▶ _Passage choisi_:
»»
En conclusion : une vision claire, une législation forte

Le cinéma des plateformes est une réalité qu’il faut embrasser avec intelligence. Il ne s’agit pas de fuir la mutation, mais de l’accompagner avec lucidité. Cela passe par une vision artistique claire, une stratégie adaptée et, surtout, un cadre juridique solide pour protéger les créateurs. Sans législation et sans régulation, la souveraineté culturelle s’évapore.

La Tunisie terre de tournage : mythe ou réalité en 2025 ?

Longtemps considérée comme une destination de tournage privilégiée dans la région arabe, la Tunisie a accueilli des productions cinématographiques majeures comme Star WarsLe Patient anglais ou encore Indiana Jones. Avec la diversité de ses paysages, son riche patrimoine historique et une main-d’œuvre qualifiée, elle avait tous les atouts pour devenir un hub régional du cinéma. Pourtant, au fil des années, la Tunisie a perdu sa place de leader au profit du Maroc, de l’Arabie saoudite, de la Jordanie, ou d’autres pays qui ont su tirer parti du potentiel économique et culturel de l’industrie audiovisuelle.

Aujourd’hui, la Tunisie n’est plus une destination compétitive pour les productions étrangères. Plusieurs facteurs expliquent cette situation :

D’abord, l’absence de vision politique et de stratégie nationale pour soutenir le secteur cinématographique freine son développement. Contrairement à d’autres pays de la région, la Tunisie ne dispose pas d’une structure dédiée à l’accompagnement des tournages internationaux, ni d’un programme de promotion efficace à l’étranger. Les festivals, les marchés professionnels et les initiatives de coproduction ne sont pas exploités pour valoriser la destination.
««
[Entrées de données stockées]
»»
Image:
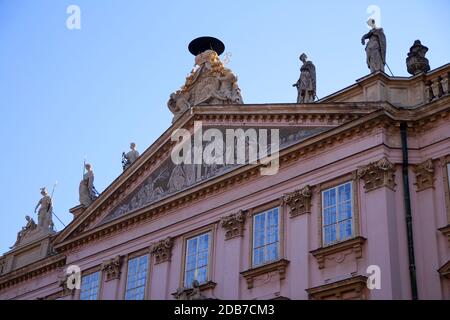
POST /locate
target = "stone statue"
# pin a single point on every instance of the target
(87, 190)
(45, 210)
(31, 225)
(375, 48)
(193, 293)
(416, 62)
(129, 157)
(306, 84)
(209, 83)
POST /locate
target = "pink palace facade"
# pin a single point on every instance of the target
(362, 189)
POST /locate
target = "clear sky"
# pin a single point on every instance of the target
(66, 94)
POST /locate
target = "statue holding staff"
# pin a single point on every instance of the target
(45, 206)
(375, 48)
(306, 84)
(87, 190)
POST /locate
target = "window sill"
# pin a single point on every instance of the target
(276, 266)
(351, 288)
(354, 244)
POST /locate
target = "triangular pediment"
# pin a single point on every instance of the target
(154, 177)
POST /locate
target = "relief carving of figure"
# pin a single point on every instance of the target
(45, 210)
(87, 190)
(306, 84)
(178, 103)
(375, 48)
(177, 179)
(209, 83)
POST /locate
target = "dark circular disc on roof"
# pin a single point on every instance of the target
(202, 44)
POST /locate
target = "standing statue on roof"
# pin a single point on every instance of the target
(375, 48)
(87, 190)
(45, 206)
(306, 84)
(130, 157)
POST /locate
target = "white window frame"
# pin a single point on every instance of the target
(146, 276)
(82, 289)
(265, 212)
(352, 202)
(208, 263)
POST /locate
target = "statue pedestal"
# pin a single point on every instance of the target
(35, 246)
(77, 211)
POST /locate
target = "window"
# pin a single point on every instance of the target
(266, 243)
(337, 213)
(197, 259)
(136, 278)
(90, 286)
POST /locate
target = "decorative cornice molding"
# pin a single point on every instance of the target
(378, 174)
(194, 293)
(112, 268)
(354, 245)
(424, 175)
(31, 271)
(299, 201)
(162, 250)
(63, 281)
(234, 225)
(278, 266)
(335, 290)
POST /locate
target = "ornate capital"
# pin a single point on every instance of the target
(63, 281)
(162, 250)
(278, 267)
(378, 174)
(112, 268)
(233, 225)
(424, 175)
(299, 201)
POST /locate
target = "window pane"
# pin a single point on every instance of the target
(344, 192)
(265, 237)
(90, 286)
(330, 234)
(329, 197)
(258, 256)
(197, 259)
(345, 210)
(136, 278)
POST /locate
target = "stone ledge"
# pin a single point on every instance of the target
(187, 292)
(336, 289)
(251, 274)
(354, 244)
(446, 232)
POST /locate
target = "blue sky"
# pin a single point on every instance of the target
(66, 94)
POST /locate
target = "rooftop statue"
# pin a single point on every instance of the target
(416, 62)
(306, 84)
(129, 157)
(209, 82)
(87, 190)
(375, 48)
(30, 226)
(45, 206)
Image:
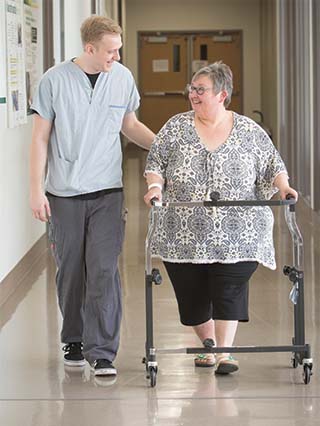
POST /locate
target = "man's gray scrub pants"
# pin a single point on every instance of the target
(86, 238)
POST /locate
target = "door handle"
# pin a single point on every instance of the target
(172, 92)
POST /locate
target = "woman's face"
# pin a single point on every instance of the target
(207, 102)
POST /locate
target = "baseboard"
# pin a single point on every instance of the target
(14, 279)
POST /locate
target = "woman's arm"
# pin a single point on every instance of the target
(281, 181)
(155, 186)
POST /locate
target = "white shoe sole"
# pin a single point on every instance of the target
(104, 371)
(81, 363)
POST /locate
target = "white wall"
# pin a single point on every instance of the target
(18, 230)
(144, 15)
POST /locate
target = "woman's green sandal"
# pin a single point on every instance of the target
««
▶ _Tâche assignée 1_:
D'après le passage choisi, de quoi la Tunisie ne dispose-t-elle pas, contrairement à d'autres pays de la région ?
▶ _Tâche assignée 2_:
Poursuivez le passage choisi sur la Tunisie comme terre de tournage, juste après sa dernière phrase.

▶ _Réponse rédigée 1_:
Elle ne dispose pas d'une structure dédiée à l'accompagnement des tournages internationaux ni d'un programme de promotion efficace à l'étranger.

▶ _Réponse rédigée 2_:
Ensuite, le cadre fiscal est particulièrement décourageant. Aucune mesure incitative n’est mise en place pour attirer les productions : pas de crédits d’impôt, pas de remboursement des dépenses locales, pas de réduction de TVA. À l’inverse, le Maroc rembourse jusqu’à 30% des dépenses effectuées sur son territoire, ce qui attire des géants comme Netflix, HBO ou Ridley Scott. L’Arabie saoudite, quant à elle, finance massivement les tournages dans le cadre de sa stratégie de diversification économique.

L’un des freins majeurs reste aussi la lourdeur administrative. Les démarches pour obtenir les autorisations de tournage sont longues, complexes et parfois incohérentes. L’absence de guichet unique et le manque de coordination entre les différentes instances administratives (culture, sécurité, municipalités, etc.) compliquent la tâche des producteurs, qui préfèrent se tourner vers des destinations plus accueillantes.

Pourtant, la Tunisie ne manque pas de compétences. Les techniciens tunisiens sont reconnus pour leur savoir-faire, beaucoup d’entre eux travaillent d’ailleurs à l’international. Le pays dispose aussi d’écoles de cinéma qui forment des professionnels de qualité. Malheureusement, ce capital humain est sous-exploité en l’absence d’une politique de structuration du secteur.

Enfin, le potentiel géographique et culturel de la Tunisie reste inexploité. Le pays offre une variété de décors naturels : désert, littoral, médinas, ruines antiques, mais sans réelle mise en valeur ou logistique adaptée aux besoins des productions modernes. Il n’existe pas de «film commissions» locales efficaces capables de soutenir les projets sur le terrain.

Pendant ce temps, d’autres pays investissent massivement. Le Maroc a mis en place une politique proactive via le Centre cinématographique marocain (CCM) et développe ses infrastructures à Ouarzazate et à Casablanca. L’Arabie saoudite, avec sa stratégie Vision 2030, finance des studios et des festivals internationaux pour s’imposer sur la scène mondiale.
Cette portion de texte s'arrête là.